- [Task prompt]:
Rewrite every line from the start of the records through the line containing "[[[103,63],[103,53],[100,54],[100,63]]]", inclusive, requests included, with each polygon coordinate in the answers multiplied by 1.85 and rounded to a whole number, halves rounding up. Include no lines past that one.
===== Input
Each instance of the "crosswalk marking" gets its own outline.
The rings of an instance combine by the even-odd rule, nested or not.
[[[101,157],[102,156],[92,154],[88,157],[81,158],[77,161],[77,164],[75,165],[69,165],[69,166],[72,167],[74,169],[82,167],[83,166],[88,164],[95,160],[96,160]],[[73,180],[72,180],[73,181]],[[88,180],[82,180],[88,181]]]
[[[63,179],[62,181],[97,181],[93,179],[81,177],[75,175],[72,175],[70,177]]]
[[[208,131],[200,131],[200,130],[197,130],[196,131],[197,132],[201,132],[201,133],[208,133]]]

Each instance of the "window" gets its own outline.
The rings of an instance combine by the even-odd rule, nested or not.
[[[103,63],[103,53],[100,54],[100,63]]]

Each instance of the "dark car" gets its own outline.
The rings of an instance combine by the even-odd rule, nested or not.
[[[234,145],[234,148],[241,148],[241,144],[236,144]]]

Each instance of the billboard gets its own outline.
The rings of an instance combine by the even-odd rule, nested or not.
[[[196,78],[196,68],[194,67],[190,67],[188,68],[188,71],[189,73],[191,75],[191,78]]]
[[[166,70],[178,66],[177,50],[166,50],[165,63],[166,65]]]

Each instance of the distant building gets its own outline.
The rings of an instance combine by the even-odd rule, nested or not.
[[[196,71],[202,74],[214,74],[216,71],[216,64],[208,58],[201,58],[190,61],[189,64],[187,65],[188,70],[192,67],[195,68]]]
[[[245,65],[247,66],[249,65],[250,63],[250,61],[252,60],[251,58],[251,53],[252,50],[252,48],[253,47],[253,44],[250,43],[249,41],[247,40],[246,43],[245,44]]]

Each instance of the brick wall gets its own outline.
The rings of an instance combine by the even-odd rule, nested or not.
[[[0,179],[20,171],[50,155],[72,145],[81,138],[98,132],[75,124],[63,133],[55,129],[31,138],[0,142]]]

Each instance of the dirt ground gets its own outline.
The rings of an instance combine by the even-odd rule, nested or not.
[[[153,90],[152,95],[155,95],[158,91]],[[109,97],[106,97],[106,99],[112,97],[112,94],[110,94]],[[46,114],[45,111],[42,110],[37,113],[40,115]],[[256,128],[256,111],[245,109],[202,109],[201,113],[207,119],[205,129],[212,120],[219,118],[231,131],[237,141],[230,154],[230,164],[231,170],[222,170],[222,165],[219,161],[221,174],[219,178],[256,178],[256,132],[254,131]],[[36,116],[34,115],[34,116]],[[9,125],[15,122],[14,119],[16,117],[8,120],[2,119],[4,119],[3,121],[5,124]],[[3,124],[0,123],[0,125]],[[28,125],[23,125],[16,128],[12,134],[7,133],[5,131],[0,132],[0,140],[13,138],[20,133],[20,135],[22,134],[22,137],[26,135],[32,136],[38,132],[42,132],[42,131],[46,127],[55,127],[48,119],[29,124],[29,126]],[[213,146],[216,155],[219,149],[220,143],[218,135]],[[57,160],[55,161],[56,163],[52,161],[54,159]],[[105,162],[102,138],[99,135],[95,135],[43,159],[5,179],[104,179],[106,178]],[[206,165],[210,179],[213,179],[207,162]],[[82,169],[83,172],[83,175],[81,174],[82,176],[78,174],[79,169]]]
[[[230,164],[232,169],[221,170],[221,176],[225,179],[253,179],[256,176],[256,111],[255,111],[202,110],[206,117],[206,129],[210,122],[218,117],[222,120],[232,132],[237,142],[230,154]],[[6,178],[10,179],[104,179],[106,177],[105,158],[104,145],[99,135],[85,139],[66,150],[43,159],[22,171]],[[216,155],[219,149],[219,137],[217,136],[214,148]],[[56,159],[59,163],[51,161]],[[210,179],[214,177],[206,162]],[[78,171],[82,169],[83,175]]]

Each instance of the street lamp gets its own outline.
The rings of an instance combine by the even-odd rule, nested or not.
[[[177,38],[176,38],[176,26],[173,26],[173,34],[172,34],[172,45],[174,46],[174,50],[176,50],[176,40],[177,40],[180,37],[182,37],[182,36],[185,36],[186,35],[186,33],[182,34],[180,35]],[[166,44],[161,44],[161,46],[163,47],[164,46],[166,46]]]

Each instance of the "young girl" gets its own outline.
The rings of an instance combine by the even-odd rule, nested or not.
==========
- [Complete output]:
Each instance of the "crosswalk marking" gets its own outline.
The rings of an instance combine by the even-odd rule, nested or not.
[[[187,290],[189,289],[170,285],[163,290],[150,292],[142,298],[142,303],[139,305],[128,305],[128,307],[133,309],[137,313],[152,309],[154,307],[163,303],[176,296],[178,296]],[[135,333],[133,333],[135,335]],[[163,333],[152,333],[163,335]]]
[[[117,331],[115,335],[179,335],[172,331],[150,327],[139,324],[133,324],[130,327]]]
[[[385,242],[370,242],[370,241],[364,241],[363,242],[364,244],[372,244],[372,246],[385,246]]]

Each instance of the "window" gets its own outline.
The rings of an instance combine by the even-odd rule, nested or not.
[[[191,117],[191,98],[185,100],[185,117]]]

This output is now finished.